GIVEN PASSAGE:
++++++++++++++++++++

= 2025 Alabama elections =

Elections in the U.S. state of Alabama

Elections were held in the U.S. State of Alabama throughout 2025 to elect municipal positions, as well as special elections to fill state legislative vacancies.

==State legislative==
===Senate District 5===

The 2025 Alabama Senate District 5 special election was held on June 24, 2025, following the scheduled resignation of incumbent Greg Reed to serve as a workforce advisor for Governor Kay Ivey's administration, to elect the state senator from the 5th Senate district. The primary election was held on March 11. State representative Matt Woods won the election with 86% of the vote.

====Background====
Incumbent representative Greg Reed resigned on December 31, 2024, to serve as a workforce advisor to the governor. He was selected by Kay Ivey on November 19, 2024. Ivey announced the date of the election on December 31, when Reed's term as advisor began. Candidates had until January 7 to file as a major-party candidate, and March 11 is the deadline to file as an independent or minor-party candidate.

In the 2024 presidential election, this district voted for Republican candidate Donald Trump by a margin of 73.6 points. In the 2022 legislative election, this district voted for incumbent Republican Greg Reed by a margin of 98.4 points, running in the general election unopposed.

====Republican primary====
=====Candidates=====
======Nominee======
- Matt Woods, state representative from the 13th district (2022–present)

++++++++++++++++++++

GIVEN RECORDS:
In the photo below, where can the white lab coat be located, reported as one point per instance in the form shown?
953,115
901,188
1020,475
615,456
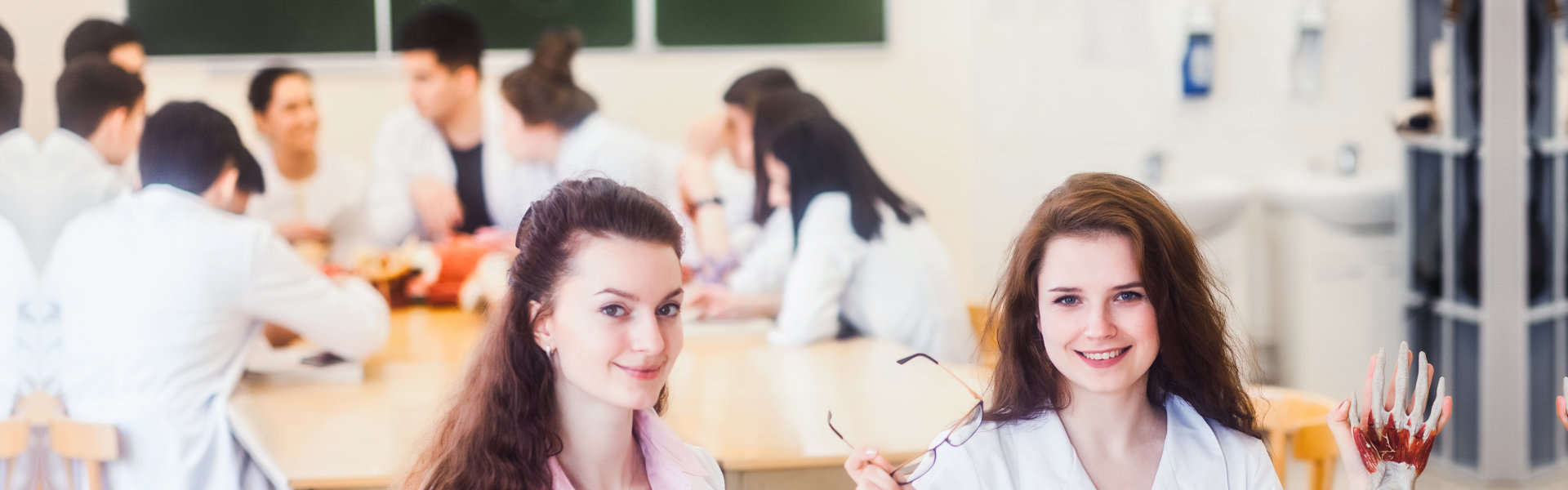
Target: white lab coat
410,146
16,289
896,286
1037,454
767,256
332,200
68,176
739,190
158,294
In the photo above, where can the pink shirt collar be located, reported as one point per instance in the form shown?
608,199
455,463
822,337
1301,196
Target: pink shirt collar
670,464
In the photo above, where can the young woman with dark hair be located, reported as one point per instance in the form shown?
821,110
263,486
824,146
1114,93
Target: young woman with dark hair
862,258
568,382
555,124
311,197
1116,367
719,197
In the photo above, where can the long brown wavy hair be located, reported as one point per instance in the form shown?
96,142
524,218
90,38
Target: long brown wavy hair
502,426
1196,360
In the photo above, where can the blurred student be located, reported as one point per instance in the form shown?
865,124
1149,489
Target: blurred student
250,184
117,42
555,126
567,387
441,167
719,197
78,165
864,260
18,148
751,287
313,197
158,292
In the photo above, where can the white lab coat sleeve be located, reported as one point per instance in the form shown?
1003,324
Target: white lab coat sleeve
352,226
1256,464
347,318
765,265
390,209
825,260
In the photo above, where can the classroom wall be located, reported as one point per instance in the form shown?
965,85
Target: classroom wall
974,109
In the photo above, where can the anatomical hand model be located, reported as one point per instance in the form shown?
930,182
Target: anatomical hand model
1387,443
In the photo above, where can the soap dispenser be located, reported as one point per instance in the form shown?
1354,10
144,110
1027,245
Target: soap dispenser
1196,66
1307,65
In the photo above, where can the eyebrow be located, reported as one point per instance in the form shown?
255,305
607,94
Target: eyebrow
632,296
1075,289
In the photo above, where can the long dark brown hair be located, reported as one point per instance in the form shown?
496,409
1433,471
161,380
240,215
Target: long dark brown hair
545,90
773,114
502,426
1196,360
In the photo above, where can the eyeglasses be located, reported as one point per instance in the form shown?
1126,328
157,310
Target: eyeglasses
959,432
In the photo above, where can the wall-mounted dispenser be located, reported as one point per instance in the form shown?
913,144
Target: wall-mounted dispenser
1307,65
1196,66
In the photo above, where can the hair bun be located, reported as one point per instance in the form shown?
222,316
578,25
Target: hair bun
552,56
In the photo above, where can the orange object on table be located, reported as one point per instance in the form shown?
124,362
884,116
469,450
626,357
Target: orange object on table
458,260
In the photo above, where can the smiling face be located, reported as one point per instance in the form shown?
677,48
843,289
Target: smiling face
291,118
1095,314
615,323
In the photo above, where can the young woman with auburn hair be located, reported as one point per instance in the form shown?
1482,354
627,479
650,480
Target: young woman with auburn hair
568,382
1116,367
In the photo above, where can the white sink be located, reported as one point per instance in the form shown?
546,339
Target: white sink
1209,204
1358,202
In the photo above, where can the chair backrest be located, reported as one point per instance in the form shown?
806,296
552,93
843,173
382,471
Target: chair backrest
91,445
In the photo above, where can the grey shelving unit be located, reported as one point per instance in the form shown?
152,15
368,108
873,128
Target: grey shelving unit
1443,313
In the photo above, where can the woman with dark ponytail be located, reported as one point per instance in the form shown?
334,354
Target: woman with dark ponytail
568,382
552,122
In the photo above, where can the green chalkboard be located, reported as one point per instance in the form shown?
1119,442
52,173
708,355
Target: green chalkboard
741,22
235,27
516,24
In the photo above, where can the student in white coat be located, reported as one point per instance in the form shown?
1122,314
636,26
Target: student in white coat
441,165
557,126
864,260
567,387
311,197
16,291
719,197
1116,368
18,149
162,289
78,165
117,42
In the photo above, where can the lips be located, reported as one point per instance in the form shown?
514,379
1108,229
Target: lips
642,372
1102,359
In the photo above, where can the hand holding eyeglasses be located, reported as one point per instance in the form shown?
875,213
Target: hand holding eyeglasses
871,471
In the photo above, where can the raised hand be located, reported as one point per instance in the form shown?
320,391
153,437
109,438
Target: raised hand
1562,406
1387,443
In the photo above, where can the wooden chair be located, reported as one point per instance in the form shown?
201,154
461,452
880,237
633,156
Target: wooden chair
90,445
13,443
1293,421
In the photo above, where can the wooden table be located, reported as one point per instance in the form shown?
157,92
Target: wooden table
760,408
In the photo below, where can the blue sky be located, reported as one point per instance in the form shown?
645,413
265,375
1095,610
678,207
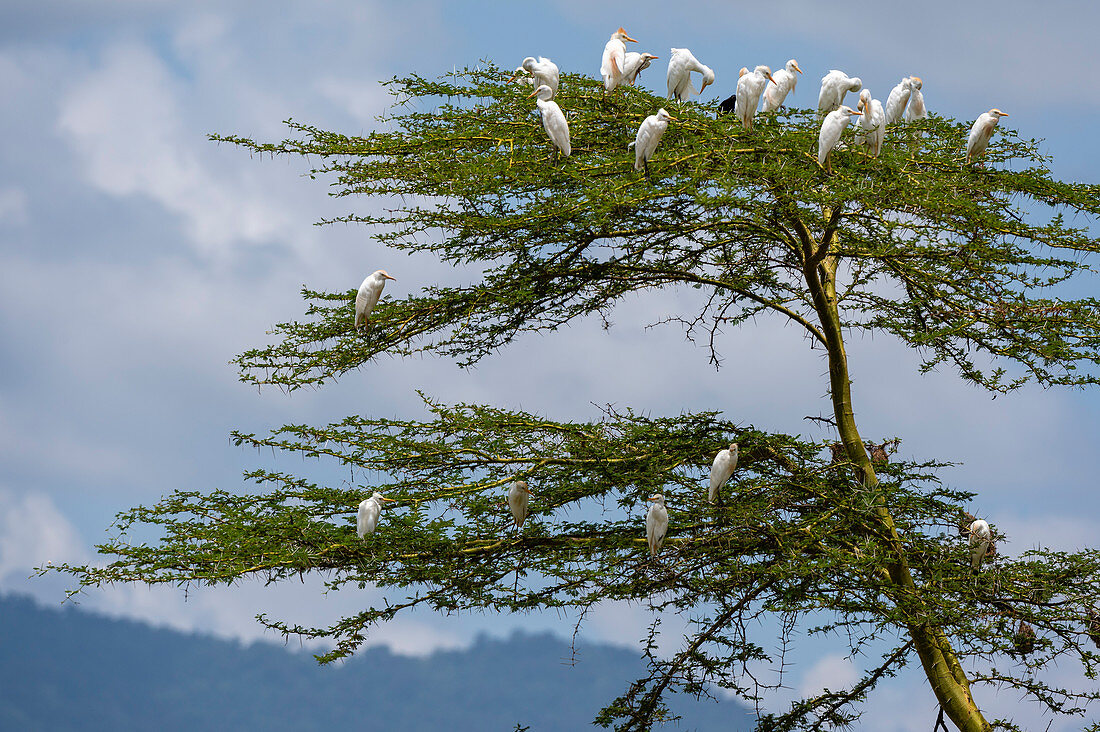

++++++++++++++++++++

EXERCISE REQUIREMENTS:
1) In the Alabama elections text, rewrite the paragraph beginning "The 2025 Alabama Senate District 5 special election" as a short bulleted list that keeps its main facts.
2) Gather every line of the listing that contains the string "backrest", treating uppercase and lowercase as different.
The Alabama elections text and the listing are unrelated to each other.

WRITTEN RESPONSES:
1)
- Held on June 24, 2025, to elect the state senator from the 5th Senate district.
- Called after incumbent Greg Reed's scheduled resignation to become a workforce advisor in Governor Kay Ivey's administration.
- Primary election held on March 11.
- State representative Matt Woods won with 86% of the vote.

2)
In the photo above, where can the chair backrest be located, reported as one point per instance in the form shown?
Target: chair backrest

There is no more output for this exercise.